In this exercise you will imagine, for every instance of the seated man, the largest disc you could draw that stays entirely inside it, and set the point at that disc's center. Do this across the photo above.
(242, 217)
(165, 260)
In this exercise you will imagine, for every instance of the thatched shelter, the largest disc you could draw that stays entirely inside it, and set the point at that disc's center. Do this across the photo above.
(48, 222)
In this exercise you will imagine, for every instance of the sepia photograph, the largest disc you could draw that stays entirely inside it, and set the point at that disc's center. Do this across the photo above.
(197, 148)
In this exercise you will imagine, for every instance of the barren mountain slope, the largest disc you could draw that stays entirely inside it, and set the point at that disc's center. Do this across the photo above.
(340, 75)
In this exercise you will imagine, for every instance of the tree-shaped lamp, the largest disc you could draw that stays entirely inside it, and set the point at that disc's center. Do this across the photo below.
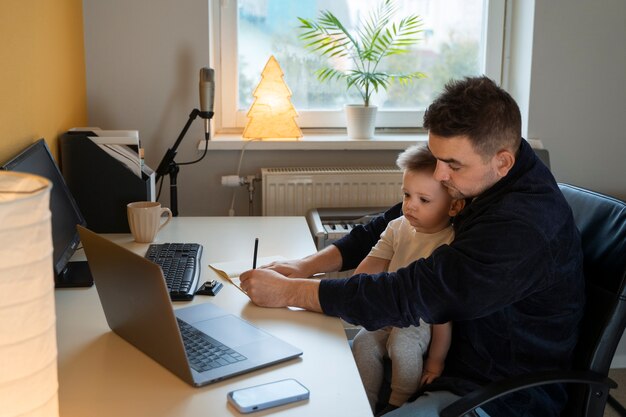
(272, 116)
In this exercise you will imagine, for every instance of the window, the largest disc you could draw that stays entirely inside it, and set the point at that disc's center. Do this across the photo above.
(459, 38)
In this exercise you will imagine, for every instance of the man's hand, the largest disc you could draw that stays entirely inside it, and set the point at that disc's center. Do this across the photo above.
(326, 260)
(267, 288)
(291, 268)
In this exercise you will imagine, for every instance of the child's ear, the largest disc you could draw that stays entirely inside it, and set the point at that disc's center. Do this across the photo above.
(456, 206)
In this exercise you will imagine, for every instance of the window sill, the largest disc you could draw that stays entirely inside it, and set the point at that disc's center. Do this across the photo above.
(316, 141)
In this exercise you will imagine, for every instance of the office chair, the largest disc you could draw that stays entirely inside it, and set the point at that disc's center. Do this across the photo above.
(601, 221)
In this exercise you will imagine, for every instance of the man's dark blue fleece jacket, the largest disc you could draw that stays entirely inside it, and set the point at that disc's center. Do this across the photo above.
(511, 282)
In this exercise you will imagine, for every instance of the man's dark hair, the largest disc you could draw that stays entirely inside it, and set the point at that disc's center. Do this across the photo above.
(477, 108)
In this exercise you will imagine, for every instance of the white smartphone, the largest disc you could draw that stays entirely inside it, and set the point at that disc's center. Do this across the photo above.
(260, 397)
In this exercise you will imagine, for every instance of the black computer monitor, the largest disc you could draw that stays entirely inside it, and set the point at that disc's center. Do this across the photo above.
(37, 159)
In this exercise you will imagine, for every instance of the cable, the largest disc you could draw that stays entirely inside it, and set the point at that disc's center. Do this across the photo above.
(231, 210)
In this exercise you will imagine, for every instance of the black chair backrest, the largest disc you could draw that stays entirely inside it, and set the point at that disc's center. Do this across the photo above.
(601, 221)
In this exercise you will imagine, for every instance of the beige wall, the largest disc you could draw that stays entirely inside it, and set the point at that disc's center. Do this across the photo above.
(42, 75)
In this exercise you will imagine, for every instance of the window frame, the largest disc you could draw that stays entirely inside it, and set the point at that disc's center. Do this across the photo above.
(223, 34)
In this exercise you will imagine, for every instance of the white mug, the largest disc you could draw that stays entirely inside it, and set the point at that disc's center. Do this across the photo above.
(145, 219)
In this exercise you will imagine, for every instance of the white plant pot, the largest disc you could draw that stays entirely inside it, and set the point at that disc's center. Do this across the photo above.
(360, 121)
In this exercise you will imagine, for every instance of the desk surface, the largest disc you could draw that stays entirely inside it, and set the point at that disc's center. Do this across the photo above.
(100, 374)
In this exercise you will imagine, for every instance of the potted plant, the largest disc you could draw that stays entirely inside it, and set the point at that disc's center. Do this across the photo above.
(374, 38)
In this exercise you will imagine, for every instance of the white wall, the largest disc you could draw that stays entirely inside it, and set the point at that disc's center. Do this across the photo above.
(577, 102)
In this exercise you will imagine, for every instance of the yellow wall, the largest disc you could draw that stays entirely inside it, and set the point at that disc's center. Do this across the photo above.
(42, 72)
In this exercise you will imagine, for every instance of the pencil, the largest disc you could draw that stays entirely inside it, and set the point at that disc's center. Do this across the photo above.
(256, 250)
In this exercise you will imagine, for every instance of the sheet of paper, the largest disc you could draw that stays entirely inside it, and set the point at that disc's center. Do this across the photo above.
(230, 271)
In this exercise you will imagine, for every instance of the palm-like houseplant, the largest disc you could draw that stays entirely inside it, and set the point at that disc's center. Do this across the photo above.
(374, 38)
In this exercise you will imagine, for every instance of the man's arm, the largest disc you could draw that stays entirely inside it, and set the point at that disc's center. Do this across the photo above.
(437, 352)
(326, 260)
(268, 288)
(372, 265)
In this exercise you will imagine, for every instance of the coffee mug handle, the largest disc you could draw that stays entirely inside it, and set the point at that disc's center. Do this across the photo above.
(169, 217)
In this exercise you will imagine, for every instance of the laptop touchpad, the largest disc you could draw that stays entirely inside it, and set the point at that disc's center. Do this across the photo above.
(230, 331)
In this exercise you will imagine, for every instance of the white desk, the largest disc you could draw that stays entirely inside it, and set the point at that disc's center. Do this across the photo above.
(100, 374)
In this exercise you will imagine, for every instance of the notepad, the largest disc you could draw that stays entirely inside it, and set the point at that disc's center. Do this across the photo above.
(230, 271)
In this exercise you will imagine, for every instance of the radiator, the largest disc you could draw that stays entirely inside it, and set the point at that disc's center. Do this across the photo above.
(294, 191)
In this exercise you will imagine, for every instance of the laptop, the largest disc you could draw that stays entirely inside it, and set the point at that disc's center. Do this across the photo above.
(137, 307)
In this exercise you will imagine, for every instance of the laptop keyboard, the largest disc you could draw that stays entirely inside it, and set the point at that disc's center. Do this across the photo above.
(204, 352)
(180, 263)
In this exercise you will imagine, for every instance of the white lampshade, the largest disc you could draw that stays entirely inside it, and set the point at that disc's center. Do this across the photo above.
(28, 351)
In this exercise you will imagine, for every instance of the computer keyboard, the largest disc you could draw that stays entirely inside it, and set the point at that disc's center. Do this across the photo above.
(203, 351)
(180, 263)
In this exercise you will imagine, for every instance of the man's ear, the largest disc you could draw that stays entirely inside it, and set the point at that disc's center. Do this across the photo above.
(456, 206)
(504, 161)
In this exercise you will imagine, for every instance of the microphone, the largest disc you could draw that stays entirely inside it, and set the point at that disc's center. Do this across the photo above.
(207, 96)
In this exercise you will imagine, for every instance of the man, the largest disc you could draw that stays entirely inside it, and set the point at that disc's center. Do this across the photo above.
(511, 281)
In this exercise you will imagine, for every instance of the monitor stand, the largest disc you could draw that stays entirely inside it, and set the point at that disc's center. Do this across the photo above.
(75, 274)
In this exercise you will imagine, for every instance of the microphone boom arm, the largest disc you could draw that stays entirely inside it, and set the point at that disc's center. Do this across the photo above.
(168, 166)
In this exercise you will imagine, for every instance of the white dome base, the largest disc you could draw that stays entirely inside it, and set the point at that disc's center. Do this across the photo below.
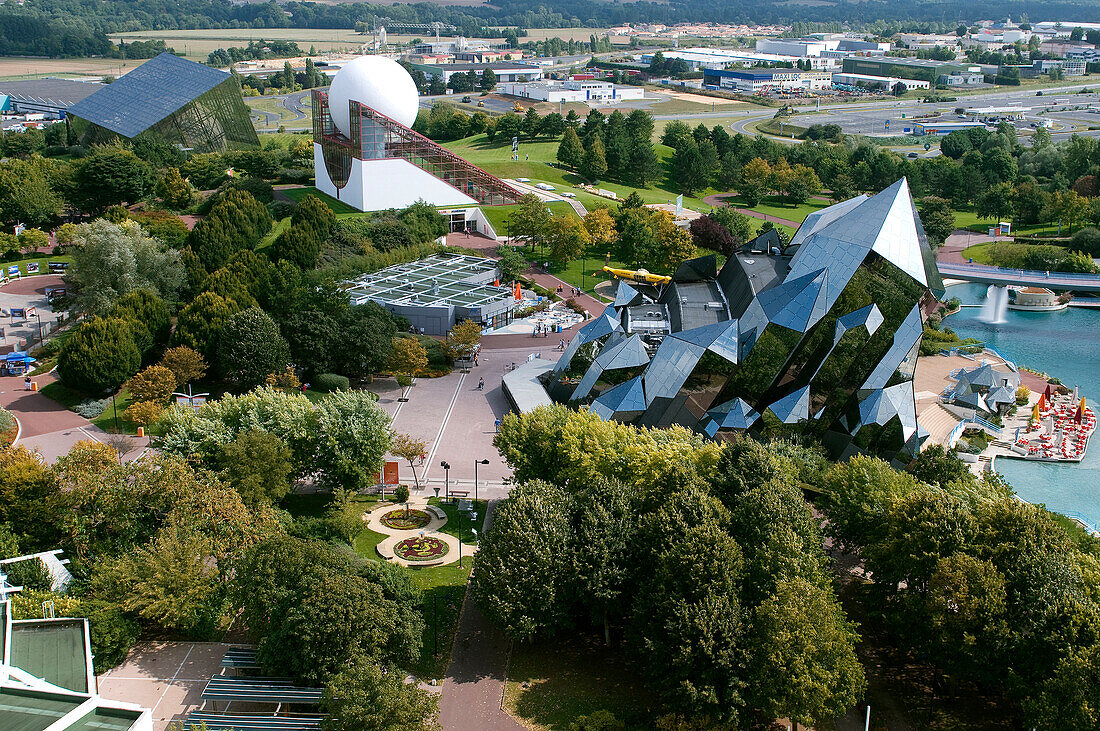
(378, 82)
(375, 185)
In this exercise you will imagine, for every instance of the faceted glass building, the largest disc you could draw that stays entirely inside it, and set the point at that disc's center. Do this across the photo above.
(818, 338)
(172, 99)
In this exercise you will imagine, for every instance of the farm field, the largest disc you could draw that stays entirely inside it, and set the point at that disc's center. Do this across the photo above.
(30, 67)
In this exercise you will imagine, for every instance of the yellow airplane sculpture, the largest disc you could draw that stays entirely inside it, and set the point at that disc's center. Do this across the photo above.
(640, 275)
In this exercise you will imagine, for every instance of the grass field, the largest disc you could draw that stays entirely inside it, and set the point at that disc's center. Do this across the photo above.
(551, 684)
(442, 589)
(69, 398)
(535, 163)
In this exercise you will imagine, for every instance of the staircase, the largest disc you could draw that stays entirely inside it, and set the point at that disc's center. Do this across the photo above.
(938, 422)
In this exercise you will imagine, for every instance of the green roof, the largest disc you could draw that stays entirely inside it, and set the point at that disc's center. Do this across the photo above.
(52, 650)
(29, 710)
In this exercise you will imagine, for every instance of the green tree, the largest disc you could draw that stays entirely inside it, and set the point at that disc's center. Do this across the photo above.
(200, 322)
(527, 598)
(185, 364)
(26, 191)
(570, 150)
(364, 697)
(353, 436)
(112, 261)
(153, 384)
(998, 202)
(168, 583)
(299, 245)
(937, 219)
(605, 563)
(689, 619)
(235, 221)
(594, 164)
(99, 356)
(487, 79)
(111, 176)
(316, 607)
(567, 237)
(257, 465)
(250, 347)
(803, 655)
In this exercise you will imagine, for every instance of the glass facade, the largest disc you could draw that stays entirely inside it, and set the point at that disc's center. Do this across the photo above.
(827, 351)
(215, 120)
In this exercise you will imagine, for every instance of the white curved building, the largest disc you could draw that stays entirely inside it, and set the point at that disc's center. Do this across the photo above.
(366, 154)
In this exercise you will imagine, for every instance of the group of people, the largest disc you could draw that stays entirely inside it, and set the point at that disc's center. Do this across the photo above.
(573, 290)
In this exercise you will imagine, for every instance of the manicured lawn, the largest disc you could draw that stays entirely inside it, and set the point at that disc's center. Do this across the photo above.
(41, 261)
(69, 398)
(442, 589)
(779, 208)
(572, 677)
(498, 214)
(338, 207)
(535, 163)
(979, 253)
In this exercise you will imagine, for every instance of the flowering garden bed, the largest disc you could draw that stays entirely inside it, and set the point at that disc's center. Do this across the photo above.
(399, 520)
(420, 549)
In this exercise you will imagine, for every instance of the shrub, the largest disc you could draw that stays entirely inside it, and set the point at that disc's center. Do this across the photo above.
(330, 381)
(91, 408)
(144, 412)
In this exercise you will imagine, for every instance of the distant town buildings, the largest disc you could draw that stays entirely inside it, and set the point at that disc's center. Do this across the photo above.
(580, 90)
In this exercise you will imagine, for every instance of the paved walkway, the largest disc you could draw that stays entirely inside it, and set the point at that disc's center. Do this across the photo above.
(473, 688)
(385, 549)
(719, 199)
(24, 292)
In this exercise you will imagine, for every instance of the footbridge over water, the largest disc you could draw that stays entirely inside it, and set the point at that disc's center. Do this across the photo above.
(996, 275)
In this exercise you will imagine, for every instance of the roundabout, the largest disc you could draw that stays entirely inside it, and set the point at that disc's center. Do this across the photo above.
(420, 547)
(416, 538)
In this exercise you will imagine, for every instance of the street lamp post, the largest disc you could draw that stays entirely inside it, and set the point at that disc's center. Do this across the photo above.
(477, 462)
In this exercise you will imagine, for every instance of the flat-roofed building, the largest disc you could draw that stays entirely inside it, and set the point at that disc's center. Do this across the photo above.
(504, 70)
(884, 82)
(51, 97)
(436, 292)
(576, 90)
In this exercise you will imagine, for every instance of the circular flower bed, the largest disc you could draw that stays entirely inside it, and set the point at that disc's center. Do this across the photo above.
(420, 549)
(406, 521)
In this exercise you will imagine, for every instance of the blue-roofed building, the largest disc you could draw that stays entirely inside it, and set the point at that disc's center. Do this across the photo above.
(188, 104)
(818, 336)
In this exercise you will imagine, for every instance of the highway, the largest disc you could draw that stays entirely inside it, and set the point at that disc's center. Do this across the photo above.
(994, 275)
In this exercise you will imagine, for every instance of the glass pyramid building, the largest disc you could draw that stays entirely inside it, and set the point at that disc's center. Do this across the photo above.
(820, 338)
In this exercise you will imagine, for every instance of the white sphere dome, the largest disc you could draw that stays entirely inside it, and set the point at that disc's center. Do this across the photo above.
(378, 82)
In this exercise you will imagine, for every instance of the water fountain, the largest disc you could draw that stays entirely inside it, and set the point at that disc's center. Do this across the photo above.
(996, 306)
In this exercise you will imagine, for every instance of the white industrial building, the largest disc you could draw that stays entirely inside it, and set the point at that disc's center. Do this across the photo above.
(576, 90)
(887, 82)
(697, 58)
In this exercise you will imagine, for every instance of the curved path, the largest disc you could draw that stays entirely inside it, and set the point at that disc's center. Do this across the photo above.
(719, 199)
(385, 549)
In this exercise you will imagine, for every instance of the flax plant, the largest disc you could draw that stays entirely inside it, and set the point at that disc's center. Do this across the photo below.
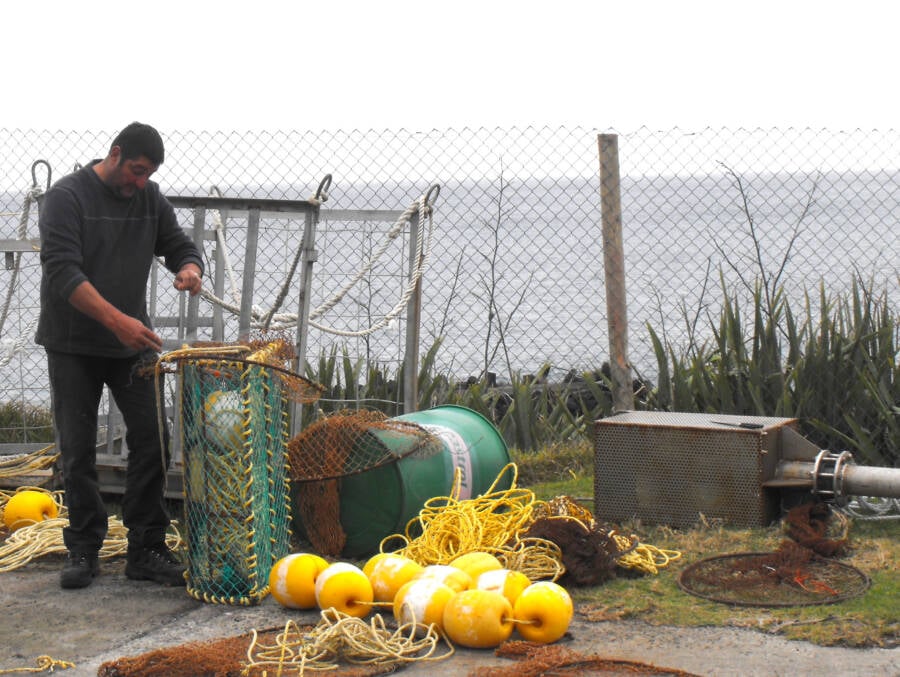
(834, 368)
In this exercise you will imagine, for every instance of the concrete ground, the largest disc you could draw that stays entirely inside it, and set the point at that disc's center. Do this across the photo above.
(116, 617)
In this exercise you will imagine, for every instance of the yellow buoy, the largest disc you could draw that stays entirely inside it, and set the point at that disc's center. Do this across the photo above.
(543, 612)
(456, 578)
(508, 583)
(224, 416)
(292, 581)
(478, 619)
(344, 587)
(388, 573)
(29, 507)
(476, 563)
(422, 601)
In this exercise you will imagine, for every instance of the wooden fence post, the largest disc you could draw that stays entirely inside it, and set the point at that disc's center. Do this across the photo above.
(614, 267)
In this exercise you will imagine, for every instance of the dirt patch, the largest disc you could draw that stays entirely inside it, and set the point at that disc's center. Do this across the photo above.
(116, 617)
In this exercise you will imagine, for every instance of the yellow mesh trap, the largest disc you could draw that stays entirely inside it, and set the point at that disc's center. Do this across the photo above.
(233, 406)
(346, 443)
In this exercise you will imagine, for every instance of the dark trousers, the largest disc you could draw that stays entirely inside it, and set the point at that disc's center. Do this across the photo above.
(76, 383)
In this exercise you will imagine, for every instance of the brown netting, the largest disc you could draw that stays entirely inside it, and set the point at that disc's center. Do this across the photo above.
(224, 657)
(353, 441)
(798, 573)
(589, 553)
(345, 443)
(533, 660)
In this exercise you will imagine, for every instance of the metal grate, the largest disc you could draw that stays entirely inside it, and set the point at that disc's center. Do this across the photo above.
(668, 468)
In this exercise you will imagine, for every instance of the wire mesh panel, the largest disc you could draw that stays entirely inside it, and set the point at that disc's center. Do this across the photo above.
(235, 428)
(516, 277)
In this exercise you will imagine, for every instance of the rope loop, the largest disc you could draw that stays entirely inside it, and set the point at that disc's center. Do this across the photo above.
(34, 166)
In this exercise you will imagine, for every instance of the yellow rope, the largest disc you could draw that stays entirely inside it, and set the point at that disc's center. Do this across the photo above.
(17, 465)
(44, 663)
(45, 537)
(645, 557)
(448, 527)
(339, 636)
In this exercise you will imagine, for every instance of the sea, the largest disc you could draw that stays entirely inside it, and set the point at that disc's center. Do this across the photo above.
(514, 277)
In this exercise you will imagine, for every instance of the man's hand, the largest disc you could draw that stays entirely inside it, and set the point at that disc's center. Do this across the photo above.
(134, 334)
(188, 279)
(129, 330)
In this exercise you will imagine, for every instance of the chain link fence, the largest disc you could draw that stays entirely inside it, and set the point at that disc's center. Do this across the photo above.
(515, 277)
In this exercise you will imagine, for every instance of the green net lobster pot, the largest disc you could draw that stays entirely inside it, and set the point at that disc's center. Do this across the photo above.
(235, 428)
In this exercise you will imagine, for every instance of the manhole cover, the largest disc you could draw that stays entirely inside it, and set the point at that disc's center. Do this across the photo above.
(749, 579)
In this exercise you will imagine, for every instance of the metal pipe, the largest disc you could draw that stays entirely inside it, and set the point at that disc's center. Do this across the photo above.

################

Nothing outside the span should appear: transcribe the lines from the one containing "the green net" through the last line of the records.

Exercise result:
In this exercise you will imagine, for every instance of the green net lobster pot, the largest disc you could draw that stays entirely inside it, and set the point at that disc's center. Do this across the photo above.
(235, 428)
In this exercise you will imagine, for every instance of the manhole cover, the largest disc you could draw that stays entirely inside it, and set the point at that disc's center. Do this across the photo above.
(749, 579)
In this exercise you will imagine, for every instance of the metal pipe, the largest disc you could draw that stays entirely inside it, and set the point at that disc's center. Do this across the photo above.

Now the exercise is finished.